### [DATA TO EXAMINE]
+ + +
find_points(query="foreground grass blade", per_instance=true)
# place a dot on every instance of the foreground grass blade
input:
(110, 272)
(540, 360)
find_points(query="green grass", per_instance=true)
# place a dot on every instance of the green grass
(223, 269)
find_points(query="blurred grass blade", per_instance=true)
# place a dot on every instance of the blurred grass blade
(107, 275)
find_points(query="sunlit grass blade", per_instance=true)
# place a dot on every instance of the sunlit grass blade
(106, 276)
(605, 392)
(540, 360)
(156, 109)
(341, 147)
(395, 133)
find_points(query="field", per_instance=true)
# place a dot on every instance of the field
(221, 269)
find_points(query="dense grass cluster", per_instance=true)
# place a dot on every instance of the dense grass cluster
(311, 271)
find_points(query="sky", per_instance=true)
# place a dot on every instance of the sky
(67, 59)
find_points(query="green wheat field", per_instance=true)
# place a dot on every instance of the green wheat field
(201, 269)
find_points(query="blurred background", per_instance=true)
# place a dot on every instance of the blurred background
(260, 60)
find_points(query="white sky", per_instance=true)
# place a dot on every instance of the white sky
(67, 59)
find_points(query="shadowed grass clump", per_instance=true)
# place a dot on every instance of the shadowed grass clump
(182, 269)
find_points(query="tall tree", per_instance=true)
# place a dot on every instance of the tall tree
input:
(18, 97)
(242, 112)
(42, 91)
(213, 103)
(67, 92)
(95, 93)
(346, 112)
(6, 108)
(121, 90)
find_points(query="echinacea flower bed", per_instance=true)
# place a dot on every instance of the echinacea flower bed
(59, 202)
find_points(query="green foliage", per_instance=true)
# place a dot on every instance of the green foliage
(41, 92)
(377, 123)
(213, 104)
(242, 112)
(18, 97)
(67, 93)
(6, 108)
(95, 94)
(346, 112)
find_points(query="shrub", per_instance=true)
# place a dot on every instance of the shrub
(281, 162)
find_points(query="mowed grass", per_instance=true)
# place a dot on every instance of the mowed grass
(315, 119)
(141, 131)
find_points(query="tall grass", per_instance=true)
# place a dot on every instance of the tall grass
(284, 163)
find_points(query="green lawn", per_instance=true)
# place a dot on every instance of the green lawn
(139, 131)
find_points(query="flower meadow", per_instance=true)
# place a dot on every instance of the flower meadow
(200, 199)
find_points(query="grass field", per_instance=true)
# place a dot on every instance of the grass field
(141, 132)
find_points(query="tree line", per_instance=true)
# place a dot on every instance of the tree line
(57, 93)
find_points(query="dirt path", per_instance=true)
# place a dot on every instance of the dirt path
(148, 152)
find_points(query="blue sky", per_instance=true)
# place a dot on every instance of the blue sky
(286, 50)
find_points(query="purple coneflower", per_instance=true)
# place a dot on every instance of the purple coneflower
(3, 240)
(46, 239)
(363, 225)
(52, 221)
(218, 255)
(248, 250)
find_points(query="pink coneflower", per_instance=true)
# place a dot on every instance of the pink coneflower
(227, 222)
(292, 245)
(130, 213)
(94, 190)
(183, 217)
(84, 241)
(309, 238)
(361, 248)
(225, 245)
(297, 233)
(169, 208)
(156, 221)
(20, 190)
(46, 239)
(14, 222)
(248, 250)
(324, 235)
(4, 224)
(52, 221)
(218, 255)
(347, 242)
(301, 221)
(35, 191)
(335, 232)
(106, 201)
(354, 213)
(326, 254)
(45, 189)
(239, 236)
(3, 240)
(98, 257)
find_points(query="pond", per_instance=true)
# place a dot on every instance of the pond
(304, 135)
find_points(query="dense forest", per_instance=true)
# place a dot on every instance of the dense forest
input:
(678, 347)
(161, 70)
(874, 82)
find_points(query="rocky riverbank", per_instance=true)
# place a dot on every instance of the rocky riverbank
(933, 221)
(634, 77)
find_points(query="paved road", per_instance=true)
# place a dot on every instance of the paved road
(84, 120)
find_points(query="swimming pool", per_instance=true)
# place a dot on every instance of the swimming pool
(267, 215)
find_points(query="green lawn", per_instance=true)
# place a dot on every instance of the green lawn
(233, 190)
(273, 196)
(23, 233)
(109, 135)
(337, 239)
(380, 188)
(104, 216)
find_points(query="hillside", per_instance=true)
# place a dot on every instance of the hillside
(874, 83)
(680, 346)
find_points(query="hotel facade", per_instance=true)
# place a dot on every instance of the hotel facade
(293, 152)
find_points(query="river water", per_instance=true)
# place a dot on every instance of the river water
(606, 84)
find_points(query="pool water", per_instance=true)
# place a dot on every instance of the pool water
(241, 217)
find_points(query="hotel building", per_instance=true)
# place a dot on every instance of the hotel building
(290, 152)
+ + +
### [TASK OBJECTIVE]
Type out the whole listing above again, exactly as it stands.

### [WRITTEN RESPONSE]
find_points(query="foreground grass blade", per_instance=true)
# place a dot on every instance of the foreground grass blade
input:
(110, 272)
(540, 360)
find_points(query="green grass", per_instance=true)
# place a dot on every instance of the green grass
(223, 269)
find_points(query="blurred grass blade", per_instance=true)
# place a dot on every instance of the blurred grass blade
(107, 275)
find_points(query="sunlit grass blade", per_instance=true)
# place a dot on every instance of the sunlit grass blade
(106, 276)
(605, 392)
(540, 360)
(156, 109)
(341, 147)
(395, 133)
find_points(query="field", per_instance=true)
# place a dot on every instance of the field
(221, 269)
find_points(query="dense grass cluster", per_instance=true)
# place a dot on every instance of the dense grass cluster
(311, 271)
find_points(query="sky", per_instance=true)
# place a dot on every instance of the sky
(67, 59)
find_points(query="green wheat field", per_instance=true)
# place a dot on every instance of the green wheat field
(201, 269)
find_points(query="blurred background", per_instance=true)
# place a dot on every instance of the blurred background
(260, 60)
find_points(query="white sky", per_instance=true)
# place a dot on every instance of the white sky
(67, 59)
find_points(query="shadowed grass clump", per_instance=true)
# place a dot on every instance of the shadowed grass clump
(182, 269)
find_points(query="tall tree", per_instance=true)
# place a dot on every instance of the tall tree
input:
(18, 97)
(242, 112)
(42, 91)
(213, 103)
(67, 92)
(95, 93)
(346, 112)
(6, 108)
(121, 90)
find_points(query="echinacea flower bed", per_instance=true)
# place a dot on every instance of the echinacea flower bed
(59, 202)
find_points(query="green foliage", per_instance=true)
# place a dot on every instance of the green foliage
(41, 92)
(377, 123)
(213, 104)
(242, 112)
(18, 97)
(67, 93)
(6, 108)
(95, 94)
(346, 112)
find_points(query="shrub", per_instance=true)
# place a dot on every instance of the shrub
(281, 162)
find_points(query="mowed grass", per_instance=true)
# place a dot on every instance of the mowed grass
(315, 119)
(141, 131)
find_points(query="tall grass", per_instance=true)
# place a dot on every instance of the tall grass
(284, 163)
find_points(query="green lawn", per_instance=true)
# place a dot on every instance of the green lawn
(139, 131)
find_points(query="flower meadow", per_instance=true)
# place a dot on every instance of the flower meadow
(200, 199)
find_points(query="grass field", per_instance=true)
# place a dot on every instance of the grass field
(141, 132)
find_points(query="tree line", per_instance=true)
# place a dot on every instance of the tree line
(57, 93)
find_points(query="dirt path", per_instance=true)
# place a dot on every instance of the dirt path
(148, 152)
find_points(query="blue sky", per_instance=true)
# place a dot on every instance of the blue sky
(286, 50)
find_points(query="purple coneflower", per_instance=true)
# place a dot on every instance of the purple coneflower
(3, 240)
(46, 239)
(363, 225)
(52, 221)
(218, 255)
(248, 250)
find_points(query="pink coneflower", per_instance=true)
# place a dot on every instance of the pink coneflower
(227, 222)
(292, 245)
(130, 213)
(94, 190)
(183, 217)
(84, 241)
(309, 238)
(361, 248)
(225, 245)
(297, 233)
(169, 208)
(156, 221)
(20, 190)
(46, 239)
(14, 222)
(248, 250)
(324, 235)
(4, 224)
(52, 221)
(218, 255)
(347, 242)
(301, 221)
(35, 191)
(335, 232)
(106, 201)
(354, 213)
(326, 254)
(45, 189)
(239, 236)
(3, 240)
(98, 257)
find_points(query="pond", per_instance=true)
# place a dot on every instance of the pond
(304, 135)
find_points(query="dense forest", per_instance=true)
# place a dot on every instance of the dense forest
input:
(678, 347)
(161, 70)
(874, 82)
find_points(query="rocky riverbank", per_instance=true)
# place a dot on every instance of the rocky riverbank
(933, 221)
(634, 77)
find_points(query="paved road", per_instance=true)
# place a dot on every instance of the paved road
(84, 120)
find_points(query="swimming pool", per_instance=true)
# place a dot on every instance of the swimming pool
(267, 215)
find_points(query="green lawn", per_instance=true)
# place a dot on every instance of the green lawn
(233, 190)
(273, 196)
(23, 233)
(109, 135)
(337, 239)
(380, 188)
(104, 216)
find_points(query="hillside", per_instance=true)
# place a dot on every instance of the hillside
(874, 83)
(680, 346)
find_points(query="hotel facade", per_instance=true)
# place a dot on every instance of the hotel facade
(293, 152)
find_points(query="river water", per_instance=true)
# place a dot on every instance of the river water
(606, 84)
find_points(query="pool water", per_instance=true)
# place a dot on every instance of the pool water
(241, 217)
find_points(query="hotel building", per_instance=true)
# place a dot on every instance of the hotel building
(290, 152)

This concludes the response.